# I am blessed with this little pond in my back yard



## richg99 (Feb 21, 2016)

I am blessed with this little pond in my back yard.

This morning, I tied on a floating lizard. Dragged it next to my kayak, which floats in the corner of the pond 24/7. 

BANG...this bruiser came slamming out to inhale it. All of this happened on one cast, and nearly scared me. I was standing about three feet from the bow of the yak.

Great way to start a morning. richg99


----------



## Stumpalump (Feb 21, 2016)

Ha ha. Nice job! Reminds me of a rainbow I cought on a tiny pond in S.Colorado. I waked down to a pond and dug up a worm expecting nothing. Biggest rainbow I ever saw in my life scared the living crap out of me as soon as the worm hit. They are so fragile that they die easy but he came in calm and I was able to get the hook out without grabbing him or pulling him out of the water. Funny how well you remember the good ones!


----------



## richg99 (Feb 21, 2016)

Didn't realize the pix wasn't attached.


----------



## Fishfreek (Feb 23, 2016)

Definitely a great way to star the day.


----------



## shamoo (Mar 12, 2016)

Richg, Nice one bud =D>


----------



## LDUBS (Aug 31, 2016)

I read this three times just to make sure I understood -- this is in your back yard!! Well done.


----------



## Jim (Sep 1, 2016)

Nice!


----------

### Data section:
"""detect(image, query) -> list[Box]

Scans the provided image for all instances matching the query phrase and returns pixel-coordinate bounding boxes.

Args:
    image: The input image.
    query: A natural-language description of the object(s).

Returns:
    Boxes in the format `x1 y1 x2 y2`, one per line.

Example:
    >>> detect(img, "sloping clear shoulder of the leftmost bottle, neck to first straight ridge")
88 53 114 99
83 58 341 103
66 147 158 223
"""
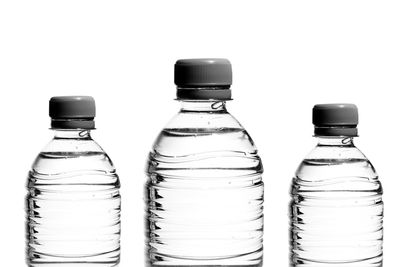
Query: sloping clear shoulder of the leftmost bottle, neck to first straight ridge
29 138 119 184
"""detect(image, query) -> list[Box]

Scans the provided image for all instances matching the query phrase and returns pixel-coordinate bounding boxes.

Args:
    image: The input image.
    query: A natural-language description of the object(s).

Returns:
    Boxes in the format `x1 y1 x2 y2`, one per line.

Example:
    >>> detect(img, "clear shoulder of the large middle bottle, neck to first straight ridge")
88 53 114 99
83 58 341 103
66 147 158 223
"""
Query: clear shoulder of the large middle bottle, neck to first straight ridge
147 112 262 177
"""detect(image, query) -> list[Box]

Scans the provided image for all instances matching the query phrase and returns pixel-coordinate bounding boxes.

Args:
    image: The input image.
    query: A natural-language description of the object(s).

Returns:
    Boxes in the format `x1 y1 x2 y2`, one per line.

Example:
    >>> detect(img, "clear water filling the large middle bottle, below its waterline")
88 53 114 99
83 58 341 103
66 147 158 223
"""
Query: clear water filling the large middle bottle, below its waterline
146 128 263 266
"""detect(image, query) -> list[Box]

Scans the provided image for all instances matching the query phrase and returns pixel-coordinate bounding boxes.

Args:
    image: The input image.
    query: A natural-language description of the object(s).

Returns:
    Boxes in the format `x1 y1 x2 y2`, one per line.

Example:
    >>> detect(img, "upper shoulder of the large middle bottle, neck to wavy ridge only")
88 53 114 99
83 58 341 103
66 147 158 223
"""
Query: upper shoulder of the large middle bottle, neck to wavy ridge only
152 111 257 156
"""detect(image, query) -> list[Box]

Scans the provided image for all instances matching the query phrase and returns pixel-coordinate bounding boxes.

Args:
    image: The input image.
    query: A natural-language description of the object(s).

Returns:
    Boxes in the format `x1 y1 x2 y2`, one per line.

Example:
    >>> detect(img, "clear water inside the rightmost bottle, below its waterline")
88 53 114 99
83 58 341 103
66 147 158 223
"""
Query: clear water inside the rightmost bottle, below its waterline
291 159 383 267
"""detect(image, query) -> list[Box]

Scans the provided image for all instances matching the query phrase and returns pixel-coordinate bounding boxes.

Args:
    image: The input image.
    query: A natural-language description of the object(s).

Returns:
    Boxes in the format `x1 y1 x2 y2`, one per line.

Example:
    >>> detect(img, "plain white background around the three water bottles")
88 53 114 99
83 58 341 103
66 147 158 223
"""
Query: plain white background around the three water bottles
0 0 400 267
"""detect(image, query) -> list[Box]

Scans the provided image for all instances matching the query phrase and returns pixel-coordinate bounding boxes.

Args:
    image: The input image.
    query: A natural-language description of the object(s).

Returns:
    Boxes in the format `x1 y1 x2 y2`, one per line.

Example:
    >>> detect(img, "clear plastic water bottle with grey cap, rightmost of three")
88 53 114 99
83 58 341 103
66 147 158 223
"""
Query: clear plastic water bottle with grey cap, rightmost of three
290 104 383 267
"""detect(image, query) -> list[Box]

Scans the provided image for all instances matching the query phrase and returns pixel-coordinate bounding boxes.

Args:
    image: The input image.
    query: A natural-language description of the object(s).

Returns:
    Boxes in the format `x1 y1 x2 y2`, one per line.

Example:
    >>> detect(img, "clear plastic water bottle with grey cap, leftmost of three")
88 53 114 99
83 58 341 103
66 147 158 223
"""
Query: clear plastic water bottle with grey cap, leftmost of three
26 96 120 267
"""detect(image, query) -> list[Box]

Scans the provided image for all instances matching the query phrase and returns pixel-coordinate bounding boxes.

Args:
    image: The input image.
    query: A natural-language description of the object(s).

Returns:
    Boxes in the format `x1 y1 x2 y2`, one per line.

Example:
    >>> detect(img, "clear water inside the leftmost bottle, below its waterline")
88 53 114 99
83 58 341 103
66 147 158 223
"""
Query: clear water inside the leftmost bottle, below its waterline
27 152 120 267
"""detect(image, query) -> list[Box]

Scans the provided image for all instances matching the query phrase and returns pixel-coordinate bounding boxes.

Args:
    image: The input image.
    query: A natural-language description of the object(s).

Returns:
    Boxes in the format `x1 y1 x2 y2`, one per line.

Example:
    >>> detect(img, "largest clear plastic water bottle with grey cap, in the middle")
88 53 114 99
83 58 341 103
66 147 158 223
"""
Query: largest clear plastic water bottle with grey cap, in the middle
146 59 263 267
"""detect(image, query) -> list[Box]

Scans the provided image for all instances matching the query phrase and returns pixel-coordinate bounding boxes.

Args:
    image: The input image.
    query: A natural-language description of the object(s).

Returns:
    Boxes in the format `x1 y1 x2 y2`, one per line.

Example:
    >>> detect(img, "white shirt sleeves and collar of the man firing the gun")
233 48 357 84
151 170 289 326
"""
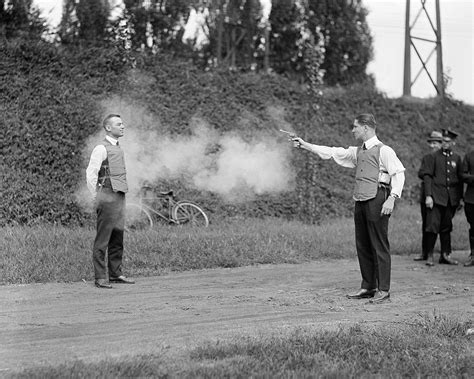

### Activity:
Retype the passage of the pond thread from "Richg, Nice one" to "yard!! Well done.". The entries above were taken from a source unrelated to the pond thread.

### Answer space:
Richg, Nice one bud =D>


----------



## LDUBS (Aug 31, 2016)

I read this three times just to make sure I understood -- this is in your back yard!! Well done.